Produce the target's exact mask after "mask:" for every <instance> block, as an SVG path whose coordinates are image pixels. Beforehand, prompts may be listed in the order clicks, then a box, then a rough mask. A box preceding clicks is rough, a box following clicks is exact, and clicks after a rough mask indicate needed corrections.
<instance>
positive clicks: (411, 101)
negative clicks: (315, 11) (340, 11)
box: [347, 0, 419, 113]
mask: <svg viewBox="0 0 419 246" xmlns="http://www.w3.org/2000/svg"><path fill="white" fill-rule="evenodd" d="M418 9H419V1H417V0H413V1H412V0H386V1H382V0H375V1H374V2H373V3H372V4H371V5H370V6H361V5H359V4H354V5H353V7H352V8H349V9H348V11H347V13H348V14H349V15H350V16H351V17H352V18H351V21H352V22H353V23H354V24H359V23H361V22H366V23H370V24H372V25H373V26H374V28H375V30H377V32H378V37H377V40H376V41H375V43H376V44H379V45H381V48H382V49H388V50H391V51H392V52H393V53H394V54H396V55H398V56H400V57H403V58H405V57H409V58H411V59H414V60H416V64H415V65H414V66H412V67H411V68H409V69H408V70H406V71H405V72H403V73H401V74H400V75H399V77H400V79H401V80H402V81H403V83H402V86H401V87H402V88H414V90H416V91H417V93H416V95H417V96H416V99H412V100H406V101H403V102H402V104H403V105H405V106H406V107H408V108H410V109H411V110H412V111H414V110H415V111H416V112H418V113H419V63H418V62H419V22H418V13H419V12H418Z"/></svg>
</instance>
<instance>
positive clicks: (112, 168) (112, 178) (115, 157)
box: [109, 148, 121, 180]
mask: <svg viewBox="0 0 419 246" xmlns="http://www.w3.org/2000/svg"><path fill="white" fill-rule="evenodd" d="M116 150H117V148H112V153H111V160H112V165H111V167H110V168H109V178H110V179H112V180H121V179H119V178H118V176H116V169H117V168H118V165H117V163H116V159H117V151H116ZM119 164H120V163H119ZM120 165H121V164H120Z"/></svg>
+++++
> [TAREA]:
Copia sin cambios las líneas de los ítems, empezando por la primera y terminando en la que contiene "box: [347, 0, 419, 113]", ambas incluidas.

> [SOLUCIÓN]:
Produce the target's exact mask after "mask:" for every <instance> block, as an SVG path whose coordinates are image pixels. Beforehand, prompts may be listed in the order clicks, then a box, then a rough mask. A box preceding clicks is rough, a box following clicks is exact, and clicks after a rough mask indicate needed corrections.
<instance>
positive clicks: (411, 101)
negative clicks: (315, 11) (340, 11)
box: [347, 0, 419, 113]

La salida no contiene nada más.